■ **Passage given**:
Actually to be fair, it comes up in this feed-backquestion[s] and the response contains this:
...
As far as the “sorting” of fossils, yes, we have a lot of work left to fully explain the existing distribution of fossils. But just because we do not have a complete, immediate answer for this one does not mean the Flood did not do it. The problem is there is a huge amount of information to digest on this topic, and besides, no one really knows what the true fossil distribution is. Many fossil distributions that are vertical on paper are really horizontal on earth and are simply pigeon-holed into slots according to preconceived uniformitarian assumptions. Mr. C references hydrodynamic sorting, but there were many mechanisms that created the fossil record, and hydrodynamic sorting is just one of them (and probably a minor one). Why doesn’t he mention all the gaps in the fossil record, the problem of living fossils, anomalous fossils, out-of-order fossils, the extreme complexity of the trilobite eye, the Cambrian explosion, and other such arguments against uniformitarian interpretations of the fossil record?

Records in a dataset:
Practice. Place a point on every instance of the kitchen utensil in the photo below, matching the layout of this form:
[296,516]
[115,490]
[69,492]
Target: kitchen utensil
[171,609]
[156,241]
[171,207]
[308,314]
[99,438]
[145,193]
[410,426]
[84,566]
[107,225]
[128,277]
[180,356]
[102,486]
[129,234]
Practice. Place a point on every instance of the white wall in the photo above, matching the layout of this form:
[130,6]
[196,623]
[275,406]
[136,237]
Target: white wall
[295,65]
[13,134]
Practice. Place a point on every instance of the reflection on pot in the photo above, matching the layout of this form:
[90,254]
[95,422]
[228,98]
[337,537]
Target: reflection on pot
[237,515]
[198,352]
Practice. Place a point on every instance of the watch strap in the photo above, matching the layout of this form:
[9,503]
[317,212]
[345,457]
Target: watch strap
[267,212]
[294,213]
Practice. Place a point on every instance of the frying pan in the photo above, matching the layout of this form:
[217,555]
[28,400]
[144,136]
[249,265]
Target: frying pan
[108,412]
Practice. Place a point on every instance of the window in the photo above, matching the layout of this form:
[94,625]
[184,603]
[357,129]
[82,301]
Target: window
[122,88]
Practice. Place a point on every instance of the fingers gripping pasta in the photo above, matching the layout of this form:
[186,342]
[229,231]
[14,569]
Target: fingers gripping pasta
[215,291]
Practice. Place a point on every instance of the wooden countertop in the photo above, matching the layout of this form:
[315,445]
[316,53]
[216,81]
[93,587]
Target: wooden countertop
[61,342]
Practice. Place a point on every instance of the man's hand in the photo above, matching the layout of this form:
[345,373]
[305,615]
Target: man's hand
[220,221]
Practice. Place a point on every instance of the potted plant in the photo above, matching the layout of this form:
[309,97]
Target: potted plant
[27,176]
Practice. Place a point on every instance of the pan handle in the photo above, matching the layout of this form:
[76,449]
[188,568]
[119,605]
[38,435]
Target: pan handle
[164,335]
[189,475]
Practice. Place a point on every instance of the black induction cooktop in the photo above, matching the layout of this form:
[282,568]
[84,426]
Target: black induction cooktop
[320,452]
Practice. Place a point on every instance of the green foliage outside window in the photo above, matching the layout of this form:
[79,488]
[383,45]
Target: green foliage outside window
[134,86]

■ **Written exercise 1**: In the passage on fossil sorting, how is hydrodynamic sorting described?
■ **Written exercise 2**: Carry the passage on fossil sorting forward from its last sentence.
The lines in this dataset have nothing to do with this.

■ **Expected output 1**: It is one of many mechanisms that created the fossil record, and probably a minor one.

■ **Expected output 2**:
...

So I don't know where they stand on hydrologic sorting

Creation Wiki
Hydrological sorting is the process by which objects settle in a fluid, often water based on factors such as size and density.


Most seem claims for seem ... vague .. to me. But then, so is my previous sentence. :D

EDIT: Great search. AIG don't really seem to reference much directly with hydrological sorting or hydrodynamic mixing unless I misunderstood what they were saying. They could be using another term for it too one might suppose.